Exercise brief
Would you repeat, exactly as given, the line with "Identify each instance of the bright" and every line after it to the end of the entries?

Saved entries
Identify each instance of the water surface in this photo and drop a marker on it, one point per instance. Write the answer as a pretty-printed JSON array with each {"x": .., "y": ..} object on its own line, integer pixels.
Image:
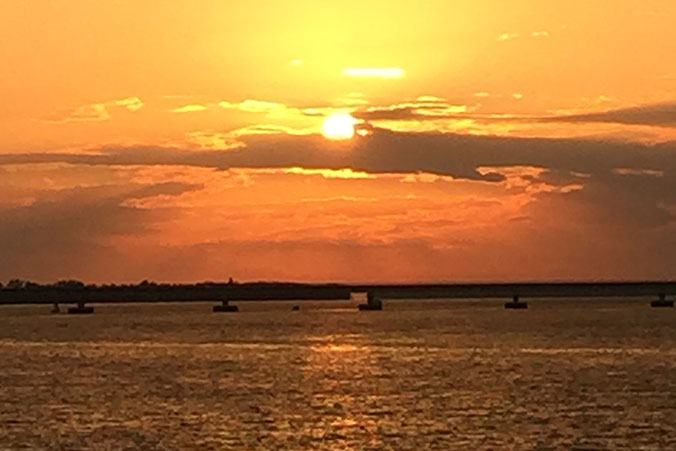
[{"x": 420, "y": 374}]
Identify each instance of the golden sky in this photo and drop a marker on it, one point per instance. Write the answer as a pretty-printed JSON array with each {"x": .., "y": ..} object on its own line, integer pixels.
[{"x": 351, "y": 141}]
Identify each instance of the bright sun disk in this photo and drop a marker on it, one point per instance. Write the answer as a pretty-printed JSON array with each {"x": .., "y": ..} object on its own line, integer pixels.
[{"x": 339, "y": 126}]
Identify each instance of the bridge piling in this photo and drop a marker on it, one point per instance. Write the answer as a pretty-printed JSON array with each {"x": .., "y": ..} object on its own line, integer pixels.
[
  {"x": 225, "y": 307},
  {"x": 373, "y": 302},
  {"x": 81, "y": 309},
  {"x": 516, "y": 304},
  {"x": 662, "y": 301}
]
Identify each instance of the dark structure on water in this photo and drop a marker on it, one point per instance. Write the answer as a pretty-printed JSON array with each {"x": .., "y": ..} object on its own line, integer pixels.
[{"x": 80, "y": 294}]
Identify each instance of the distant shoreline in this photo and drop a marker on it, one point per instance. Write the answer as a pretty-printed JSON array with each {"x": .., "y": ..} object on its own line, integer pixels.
[{"x": 148, "y": 292}]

Task solution
Identify each instance of the bright sun disk in this photo and drop a marker on it, one point per instance. Write the answer as a pretty-printed JSON array with each {"x": .., "y": ..} object on its own line, integer pixels.
[{"x": 339, "y": 126}]
Identify each instance of the bridge piling in this photo and drop a marker on it, one point per instance. Write the answer as a pretty-printed JSON array with each {"x": .., "y": ..} object on its own line, integer pixels.
[
  {"x": 225, "y": 307},
  {"x": 373, "y": 302},
  {"x": 81, "y": 309},
  {"x": 516, "y": 304},
  {"x": 662, "y": 301}
]
Identify each instance of the dark structure on water in this photo and drop a marker on it, one point per instance. Write the answer as a pretty-printed JSON array with each {"x": .., "y": ..} object on its own line, integer pixels.
[{"x": 80, "y": 294}]
Identify each instance of the distant shoreline in this photo and drop a marker on it, one point per instance. Write the answer as a pretty-printed JSON array with each {"x": .., "y": ..} object on its own line, integer pixels.
[{"x": 148, "y": 292}]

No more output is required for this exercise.